## SOURCE DOCUMENT
____
# Racing in central Indiana



## Mach10_shooter (Oct 4, 2005)

Is there anybody doing any HO racing in central Indiana? I'm in Columbus and have a nice 4 LN. Tomy. 4' x 16' on batteries.


Chris


----------



## [email protected]&MRACEWAY (May 8, 2008)

I think (Indy slots)has a track IND THE BIG CITY.
HOPE THAT HELPS.


----------



## Mach10_shooter (Oct 4, 2005)

Yes, Been there. It used to be a good place to go... He doesn't stock any more parts and the track is forsale.


----------



## ogarfield (Jul 8, 2005)

What type cars do you run mostly Chris, I'd be interested in a road trip sometimes.I live in Louisville..........Tom


----------



## flywheel93 (Mar 26, 2004)

since when did indyslots come up for sale?


----------



## akahollywood (Jun 26, 2008)

Indy Slots track has been for sale since 2007. 

Mach10Shooter, there is weekly Super Stock racing in Greenwood.


----------



## Mach10_shooter (Oct 4, 2005)
____
## ENTRIES SHOWN
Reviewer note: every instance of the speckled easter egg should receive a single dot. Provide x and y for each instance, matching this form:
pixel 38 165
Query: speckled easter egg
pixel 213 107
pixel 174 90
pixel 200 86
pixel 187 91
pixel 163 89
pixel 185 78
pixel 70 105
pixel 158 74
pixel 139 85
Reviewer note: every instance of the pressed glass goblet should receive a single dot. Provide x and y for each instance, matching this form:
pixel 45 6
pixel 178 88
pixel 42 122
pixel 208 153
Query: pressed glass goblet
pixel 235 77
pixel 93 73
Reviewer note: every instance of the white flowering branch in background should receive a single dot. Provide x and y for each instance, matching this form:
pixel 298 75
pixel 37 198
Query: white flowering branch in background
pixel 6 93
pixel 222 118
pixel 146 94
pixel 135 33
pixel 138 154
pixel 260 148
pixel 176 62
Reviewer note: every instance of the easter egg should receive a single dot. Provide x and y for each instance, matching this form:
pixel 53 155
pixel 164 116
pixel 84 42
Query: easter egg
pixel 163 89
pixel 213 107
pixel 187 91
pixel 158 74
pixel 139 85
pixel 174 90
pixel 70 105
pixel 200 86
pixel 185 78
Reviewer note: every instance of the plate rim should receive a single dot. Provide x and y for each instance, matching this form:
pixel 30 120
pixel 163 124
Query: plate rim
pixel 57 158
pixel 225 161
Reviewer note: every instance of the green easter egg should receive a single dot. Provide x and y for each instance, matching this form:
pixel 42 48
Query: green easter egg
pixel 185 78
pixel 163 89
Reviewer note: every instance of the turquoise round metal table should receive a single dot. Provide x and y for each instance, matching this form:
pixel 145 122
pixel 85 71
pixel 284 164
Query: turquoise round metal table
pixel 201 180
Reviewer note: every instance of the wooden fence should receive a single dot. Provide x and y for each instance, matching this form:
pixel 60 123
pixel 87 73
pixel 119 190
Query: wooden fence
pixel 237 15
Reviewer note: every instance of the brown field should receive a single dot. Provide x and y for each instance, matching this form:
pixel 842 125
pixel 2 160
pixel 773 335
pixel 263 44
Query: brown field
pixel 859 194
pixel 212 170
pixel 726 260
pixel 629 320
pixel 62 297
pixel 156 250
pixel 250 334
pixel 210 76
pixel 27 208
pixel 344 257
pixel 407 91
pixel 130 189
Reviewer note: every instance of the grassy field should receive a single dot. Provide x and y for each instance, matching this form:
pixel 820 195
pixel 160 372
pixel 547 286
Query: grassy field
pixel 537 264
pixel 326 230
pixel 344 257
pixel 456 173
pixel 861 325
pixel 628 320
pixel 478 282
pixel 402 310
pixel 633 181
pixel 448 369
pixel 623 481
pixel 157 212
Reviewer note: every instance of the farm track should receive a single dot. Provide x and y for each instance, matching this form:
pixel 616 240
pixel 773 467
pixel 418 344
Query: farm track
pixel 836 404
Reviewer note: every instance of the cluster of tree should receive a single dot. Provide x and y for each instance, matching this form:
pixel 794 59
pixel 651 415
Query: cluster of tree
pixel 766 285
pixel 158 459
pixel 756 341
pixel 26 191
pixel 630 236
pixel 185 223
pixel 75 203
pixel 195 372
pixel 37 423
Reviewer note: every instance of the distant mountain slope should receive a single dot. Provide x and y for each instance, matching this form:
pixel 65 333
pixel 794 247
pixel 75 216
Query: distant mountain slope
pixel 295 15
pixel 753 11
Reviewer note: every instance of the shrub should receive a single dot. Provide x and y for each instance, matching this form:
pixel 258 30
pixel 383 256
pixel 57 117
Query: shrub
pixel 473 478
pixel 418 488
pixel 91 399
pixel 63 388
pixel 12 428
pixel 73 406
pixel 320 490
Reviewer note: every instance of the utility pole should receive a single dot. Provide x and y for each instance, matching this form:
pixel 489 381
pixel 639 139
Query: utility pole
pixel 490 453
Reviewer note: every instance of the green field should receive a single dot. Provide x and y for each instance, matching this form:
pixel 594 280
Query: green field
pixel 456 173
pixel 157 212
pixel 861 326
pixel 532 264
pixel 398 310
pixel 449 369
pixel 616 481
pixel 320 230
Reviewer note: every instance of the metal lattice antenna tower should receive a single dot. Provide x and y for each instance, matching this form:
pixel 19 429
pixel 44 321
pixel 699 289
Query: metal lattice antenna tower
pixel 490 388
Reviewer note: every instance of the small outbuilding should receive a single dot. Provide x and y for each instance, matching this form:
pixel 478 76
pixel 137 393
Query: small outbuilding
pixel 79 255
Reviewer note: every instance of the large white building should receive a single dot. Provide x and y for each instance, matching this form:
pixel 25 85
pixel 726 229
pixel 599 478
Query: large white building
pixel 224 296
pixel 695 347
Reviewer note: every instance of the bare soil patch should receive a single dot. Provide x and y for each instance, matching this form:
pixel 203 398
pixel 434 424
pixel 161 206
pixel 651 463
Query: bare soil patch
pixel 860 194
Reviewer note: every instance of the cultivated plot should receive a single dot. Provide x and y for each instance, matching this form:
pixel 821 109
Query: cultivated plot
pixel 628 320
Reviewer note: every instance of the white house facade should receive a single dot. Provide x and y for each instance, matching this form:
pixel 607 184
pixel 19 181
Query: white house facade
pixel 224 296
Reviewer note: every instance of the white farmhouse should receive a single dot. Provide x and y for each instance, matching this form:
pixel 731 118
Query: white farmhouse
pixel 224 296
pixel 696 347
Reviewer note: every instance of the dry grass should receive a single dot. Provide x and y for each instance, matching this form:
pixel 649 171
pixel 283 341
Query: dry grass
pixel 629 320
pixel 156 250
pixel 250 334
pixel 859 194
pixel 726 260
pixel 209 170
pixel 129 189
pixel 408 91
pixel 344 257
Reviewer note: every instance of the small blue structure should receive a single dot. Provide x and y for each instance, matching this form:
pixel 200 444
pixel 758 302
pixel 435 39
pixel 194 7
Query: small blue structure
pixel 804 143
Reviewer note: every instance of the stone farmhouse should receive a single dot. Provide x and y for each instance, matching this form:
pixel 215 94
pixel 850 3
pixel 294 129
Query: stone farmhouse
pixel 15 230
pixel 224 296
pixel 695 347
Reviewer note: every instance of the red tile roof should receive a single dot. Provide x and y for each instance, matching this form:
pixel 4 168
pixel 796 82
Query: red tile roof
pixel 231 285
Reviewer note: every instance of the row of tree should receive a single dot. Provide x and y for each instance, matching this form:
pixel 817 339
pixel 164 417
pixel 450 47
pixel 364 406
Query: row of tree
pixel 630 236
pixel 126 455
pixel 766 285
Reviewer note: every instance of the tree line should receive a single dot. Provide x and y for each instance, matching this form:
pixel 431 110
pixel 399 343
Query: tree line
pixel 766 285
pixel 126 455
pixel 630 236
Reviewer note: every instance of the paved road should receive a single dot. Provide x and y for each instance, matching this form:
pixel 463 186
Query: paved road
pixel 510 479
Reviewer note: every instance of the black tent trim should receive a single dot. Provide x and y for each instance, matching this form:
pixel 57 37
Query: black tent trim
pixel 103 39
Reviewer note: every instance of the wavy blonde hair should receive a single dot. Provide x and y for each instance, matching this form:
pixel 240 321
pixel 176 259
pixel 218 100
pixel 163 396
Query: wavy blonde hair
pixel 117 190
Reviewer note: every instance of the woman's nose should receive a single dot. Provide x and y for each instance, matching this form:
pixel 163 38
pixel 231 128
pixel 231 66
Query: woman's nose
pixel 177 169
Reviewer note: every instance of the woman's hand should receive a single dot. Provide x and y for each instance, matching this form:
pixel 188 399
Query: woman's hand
____
## THINGS TO DO
A. Condense the paragraph of the forum thread that begins "Is there anybody doing any HO racing" into a short bulleted list, keeping its main facts.
B. Please lay out the lines of the listing starting at the line containing "Reviewer note: every instance of the black" and ending at the line containing "pixel 103 39" as a numbered list.

## ANSWER LIST
A.
- Asks whether anyone does HO racing in central Indiana
- Located in Columbus
- Has a nice 4 LN. Tomy, 4' x 16', on batteries

B.
1. Reviewer note: every instance of the black tent trim should receive a single dot. Provide x and y for each instance, matching this form:
2. pixel 57 37
3. Query: black tent trim
4. pixel 103 39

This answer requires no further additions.